Excerpts of location labeling data
--------------------
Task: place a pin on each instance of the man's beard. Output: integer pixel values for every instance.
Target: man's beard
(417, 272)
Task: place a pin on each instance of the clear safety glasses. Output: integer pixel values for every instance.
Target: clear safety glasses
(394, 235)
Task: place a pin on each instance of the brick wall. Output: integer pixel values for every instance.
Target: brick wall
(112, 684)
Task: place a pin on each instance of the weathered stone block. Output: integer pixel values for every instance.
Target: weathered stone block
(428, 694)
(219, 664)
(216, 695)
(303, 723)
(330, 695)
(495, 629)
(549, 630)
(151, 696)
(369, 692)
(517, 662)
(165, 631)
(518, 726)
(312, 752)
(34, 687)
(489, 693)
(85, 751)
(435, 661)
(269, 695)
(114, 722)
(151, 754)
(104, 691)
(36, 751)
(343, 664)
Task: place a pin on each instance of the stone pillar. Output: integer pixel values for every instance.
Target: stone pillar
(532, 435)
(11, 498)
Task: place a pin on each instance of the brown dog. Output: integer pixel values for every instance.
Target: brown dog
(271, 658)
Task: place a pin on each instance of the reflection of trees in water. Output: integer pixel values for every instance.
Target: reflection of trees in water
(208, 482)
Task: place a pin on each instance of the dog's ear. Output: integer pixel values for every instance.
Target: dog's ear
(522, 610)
--------------------
▸ WHAT THIS TASK INVOLVES: Only the lines from the one that contains "Task: place a pin on each instance of the clear" through the last line should be repeated, each exactly as it stands, with both ends included.

▸ WRITTEN RESPONSE:
Task: place a pin on each instance of the clear safety glasses. Output: integer pixel values for every instance.
Target: clear safety glasses
(394, 235)
Task: place a pin on each instance of the brick wall. Output: integer pixel values for every instance.
Target: brick wall
(112, 684)
Task: place a pin on each instance of the weathered stone block. Output: integer pixel values for every instance.
Target: weathered stone block
(428, 694)
(219, 664)
(216, 695)
(303, 723)
(330, 695)
(495, 629)
(549, 630)
(151, 696)
(369, 692)
(517, 662)
(165, 631)
(518, 726)
(312, 752)
(34, 687)
(489, 693)
(85, 751)
(435, 661)
(269, 695)
(114, 722)
(151, 754)
(104, 691)
(36, 751)
(343, 664)
Task: place a pin on each instance of the stone pillar. Output: integer pixel values for every instance.
Target: stone pillar
(532, 435)
(11, 498)
Task: place a pin on each instance of the brown dog. Output: integer pixel values for every instance.
Target: brown dog
(271, 658)
Task: place a pin on each instance of the reflection of trees in water. Output: integer pixel values for every instance.
Target: reflection of trees in water
(208, 482)
Task: place a pin on each instance of the dog's ear. Output: integer pixel values for every instance.
Target: dog's ear
(522, 610)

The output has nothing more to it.